• **Selected extract**:
****
Life is short and I know there are better women out there now. I just have to make sure I take the time to heal and make myself better so I don't unintentionally sabotage a possible successful relationship because of previous experiences. 

Thank you again and I wish you the best of luck as well!


----------



## StagesOfGrief (Aug 19, 2012)

cheatinghubby said:


> Met 1 1/2 years ago, married 8 months in, that means you're six months married. Get an annulment if possible, it'll be like you were never married.
> 
> You're the meal ticket, the security, the safe move.
> 
> He's the passion, the fun, the excitement, that's why she keeps going back to him.



That was always my concern. In general, not just with her. I'm pretty even keeled. I come from a background of security, money, etc and I'm a pretty trusting guy. I guess in a way I opened myself up for some of this and understand that being the nice guy isn't a win situation.
****
• **Data shown**:

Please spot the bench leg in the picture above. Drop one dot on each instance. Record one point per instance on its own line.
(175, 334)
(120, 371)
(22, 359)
****
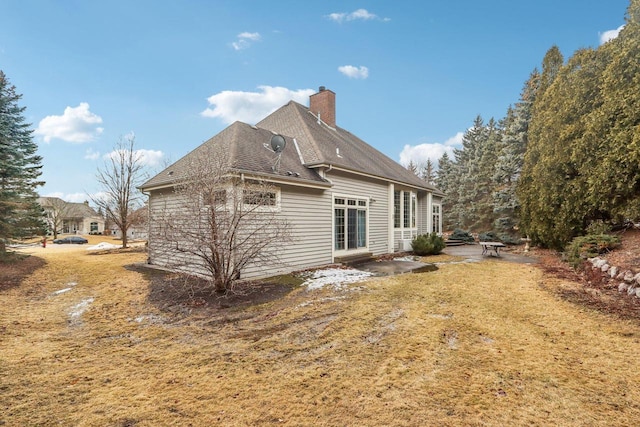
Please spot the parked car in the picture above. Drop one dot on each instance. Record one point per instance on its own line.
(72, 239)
****
• **Your tasks**:
[1] In the forum thread, the quoted post lists what "you" are to the wife. Name every item in that list.
[2] Reproduce the part of the forum thread that opens with the words containing "## StagesOfGrief (Aug" and closes with "the safe move.".
[3] Carry the forum thread forward, writing the next part after its final sentence.
The material above comes from a different source than the forum thread.

• **Answers for the tasks**:
[1] the meal ticket, the security, the safe move

[2]
## StagesOfGrief (Aug 19, 2012)

cheatinghubby said:


> Met 1 1/2 years ago, married 8 months in, that means you're six months married. Get an annulment if possible, it'll be like you were never married.
> 
> You're the meal ticket, the security, the safe move.

[3]
I will be discussing an annulment with my lawyer in a couple weeks, I just want to put this chapter of my life behind me. If the annulment process takes longer than just a divorce I'll probably just opt for the divorce so it can all be in the past as quickly as posisble.


----------



## Machiavelli (Feb 25, 2012)

StagesOfGrief said:


> What makes that a red flag? Not saying you're wrong just curious on your insight?
> 
> No the OM was not the child's father. He was the relationship after that one.


A lot of single women eventually get tired of riding the alpha c0ck bad boy carousel and decide to settle down with a nice, stable guy, especially when they are saddled with Alpha spawn. Unfortunately, the sexual attraction (which most women start losing 4-7 years into a relationship in the best cases) for the provider male is soon lost; he just doesn't give her the tingly crotch like the bad boys. Soon, she's got an affair with a bad boy going.

I always considered single moms to be a trap. They want a daddy for their kids and a so-called "beta-provider."


----------



## lisab0105 (Oct 26, 2011)

Machiavelli said:


> A lot of single women eventually get tired of riding the alpha c0ck bad boy carousel and decide to settle down with a nice, stable guy, especially when they are saddled with Alpha spawn. Unfortunately, the sexual attraction (which most women start losing 4-7 years into a relationship in the best cases) for the provider male is soon lost; he just doesn't give her the tingly crotch like the bad boys. Soon, she's got an affair with a bad boy going.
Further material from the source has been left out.